__Problems__
A – List the full names of all the people who wrote a message in the forum thread on multi-valued fields and TokenStream below.
B – Reproduce the part of the forum thread on multi-valued fields and TokenStream that runs from "Re: Multi-valued fields" to "complicated.".

__Passage given__

<<<<

Re: Multi-valued fields and TokenStream

Posted by Robert Muir <rc...@gmail.com>.

Do the concatenation yourself with your own TokenStream. You can index
a field with a tokenstream for expert cases (the individual stored
values can be added separately)

No need to make the tokenstream API more complicated: its already very
complicated.

On Thu, Nov 6, 2014 at 3:13 PM, david.w.smiley@gmail.com
<da...@gmail.com> wrote:
> Are you suggesting that DefaultIndexingChain.PerField.invert(boolean
> firstValue) would, prior to calling reset(), call
> setPositionIncrement(Integer.MAX_VALUE), but only when ‘firstValue’ is
> false?  Hmmmm.  I guess that would work, although it seems a bit hacky and
> it’s tying this to a specific attribute when ideally we notify the chain as
> a whole what’s going on.  But it doesn’t require any new API, save for some
> javadocs.  And it’s extremely unlikely there would be a
> backwards-incompatible problem, so that’s good.  And I find this use is
> related to positions so it’s not so bad to abuse the position increment for
> this.  Nice idea Steve; this works for me.
>
> Does anyone else have an opinion before I create an issue?
>
> ~ David Smiley
> Freelance Apache Lucene/Solr Search Consultant/Developer
> http://www.linkedin.com/in/davidwsmiley
>
> On Thu, Nov 6, 2014 at 2:13 PM, Steve Rowe <sa...@gmail.com> wrote:
>>
>> Maybe the position increment gap would be useful?  If set to a value
>> larger than likely max position for any individual value, it could be used
>> to infer (non-)first-value-ness.
>>
>> > On Nov 5, 2014, at 1:03 PM, david.w.smiley@gmail.com wrote:
>> >
>> > Several times now, I’ve had to come up with work-arounds for a
>> > TokenStream not knowing it’s processing the first value or a
>> > subsequent-value of a multi-valued field.  Two of these times, the use-case
>> > was ensuring the first position of each value started at a multiple of 1000
>> > (or some other configurable value), and the third was encoding sentence
>> > paragraph counters (similar to a do-it-yourself position increment).

>>>>

__Entries__
<<<<

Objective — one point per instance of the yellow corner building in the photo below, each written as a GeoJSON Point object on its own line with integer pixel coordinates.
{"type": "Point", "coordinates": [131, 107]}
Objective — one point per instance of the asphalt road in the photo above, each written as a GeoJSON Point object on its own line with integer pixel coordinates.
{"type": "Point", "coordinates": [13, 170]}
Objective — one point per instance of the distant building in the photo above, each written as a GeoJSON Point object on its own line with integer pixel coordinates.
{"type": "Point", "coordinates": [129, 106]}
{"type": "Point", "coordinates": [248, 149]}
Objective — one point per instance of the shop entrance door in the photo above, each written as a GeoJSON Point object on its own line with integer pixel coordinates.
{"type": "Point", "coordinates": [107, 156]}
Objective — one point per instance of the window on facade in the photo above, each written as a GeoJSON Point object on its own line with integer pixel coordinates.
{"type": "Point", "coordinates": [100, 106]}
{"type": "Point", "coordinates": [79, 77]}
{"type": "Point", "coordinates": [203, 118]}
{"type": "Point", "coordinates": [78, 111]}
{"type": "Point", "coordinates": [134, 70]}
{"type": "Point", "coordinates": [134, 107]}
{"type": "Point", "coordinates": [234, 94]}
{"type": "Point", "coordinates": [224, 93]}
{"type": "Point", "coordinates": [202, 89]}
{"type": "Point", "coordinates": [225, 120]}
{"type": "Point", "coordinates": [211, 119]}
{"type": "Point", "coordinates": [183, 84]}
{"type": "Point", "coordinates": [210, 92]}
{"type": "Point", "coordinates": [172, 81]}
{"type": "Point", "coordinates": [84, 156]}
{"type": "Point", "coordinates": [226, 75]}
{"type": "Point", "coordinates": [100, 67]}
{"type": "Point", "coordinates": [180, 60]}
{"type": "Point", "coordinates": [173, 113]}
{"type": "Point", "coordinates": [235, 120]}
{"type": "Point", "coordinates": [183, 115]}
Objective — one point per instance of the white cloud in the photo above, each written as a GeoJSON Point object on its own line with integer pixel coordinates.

>>>>
<<<<

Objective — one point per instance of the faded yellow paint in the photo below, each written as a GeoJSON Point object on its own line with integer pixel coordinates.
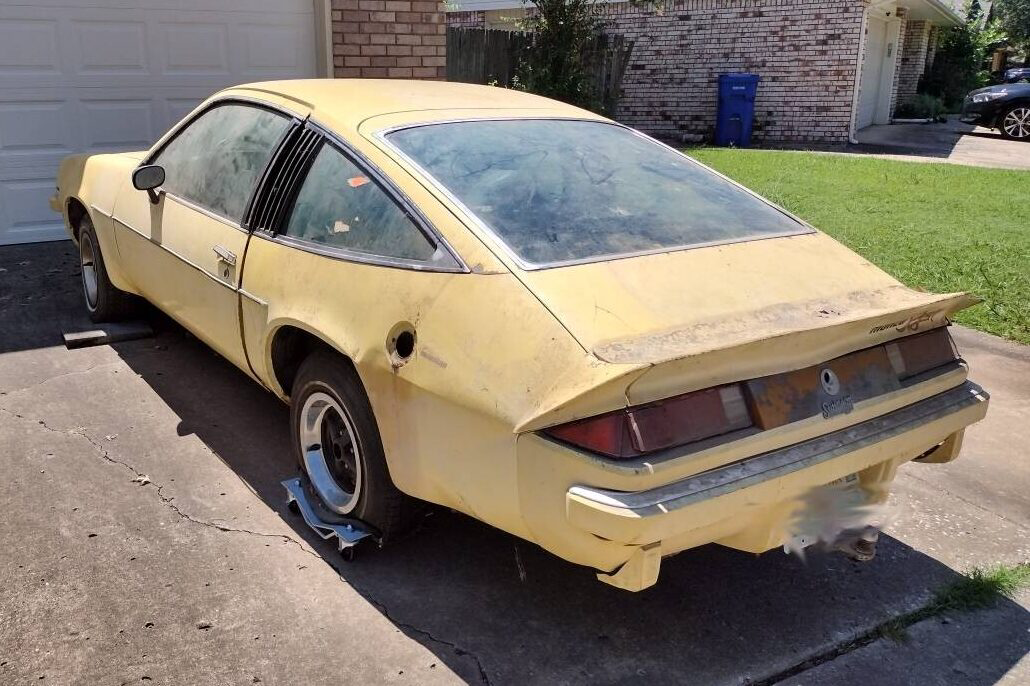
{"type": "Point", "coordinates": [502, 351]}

>>>>
<<<<

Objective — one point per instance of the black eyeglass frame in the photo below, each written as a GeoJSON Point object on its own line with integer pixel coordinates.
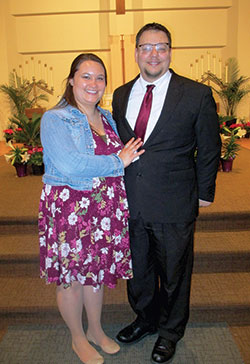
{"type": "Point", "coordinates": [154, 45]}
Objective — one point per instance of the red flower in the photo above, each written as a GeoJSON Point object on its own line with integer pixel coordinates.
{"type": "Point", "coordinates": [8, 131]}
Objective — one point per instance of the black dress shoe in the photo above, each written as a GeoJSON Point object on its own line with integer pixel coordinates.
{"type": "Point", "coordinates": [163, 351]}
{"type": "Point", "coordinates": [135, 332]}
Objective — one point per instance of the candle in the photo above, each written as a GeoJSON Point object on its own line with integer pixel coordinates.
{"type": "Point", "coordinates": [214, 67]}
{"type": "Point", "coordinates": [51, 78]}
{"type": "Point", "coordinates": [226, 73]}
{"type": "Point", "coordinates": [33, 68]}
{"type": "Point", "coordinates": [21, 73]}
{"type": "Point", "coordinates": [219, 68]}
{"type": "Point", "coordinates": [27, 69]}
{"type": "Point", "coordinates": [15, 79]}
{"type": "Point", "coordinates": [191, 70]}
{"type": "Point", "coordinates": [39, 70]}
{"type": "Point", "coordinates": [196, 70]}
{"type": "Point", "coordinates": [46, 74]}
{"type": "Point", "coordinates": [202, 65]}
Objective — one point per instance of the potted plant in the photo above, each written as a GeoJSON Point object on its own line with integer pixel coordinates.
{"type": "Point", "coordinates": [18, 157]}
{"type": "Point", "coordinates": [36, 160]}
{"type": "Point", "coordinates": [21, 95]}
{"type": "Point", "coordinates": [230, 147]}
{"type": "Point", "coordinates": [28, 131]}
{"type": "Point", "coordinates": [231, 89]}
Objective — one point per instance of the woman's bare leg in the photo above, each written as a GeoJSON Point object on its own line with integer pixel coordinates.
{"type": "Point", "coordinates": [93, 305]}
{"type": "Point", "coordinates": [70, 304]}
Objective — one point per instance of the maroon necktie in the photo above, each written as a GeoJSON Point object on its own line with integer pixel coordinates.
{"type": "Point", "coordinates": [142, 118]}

>>>>

__Results of the tasks__
A –
Robert Muir
David Smiley
Steve Rowe

B –
Re: Multi-valued fields and TokenStream

Posted by Robert Muir <rc...@gmail.com>.

Do the concatenation yourself with your own TokenStream. You can index
a field with a tokenstream for expert cases (the individual stored
values can be added separately)

No need to make the tokenstream API more complicated: its already very
complicated.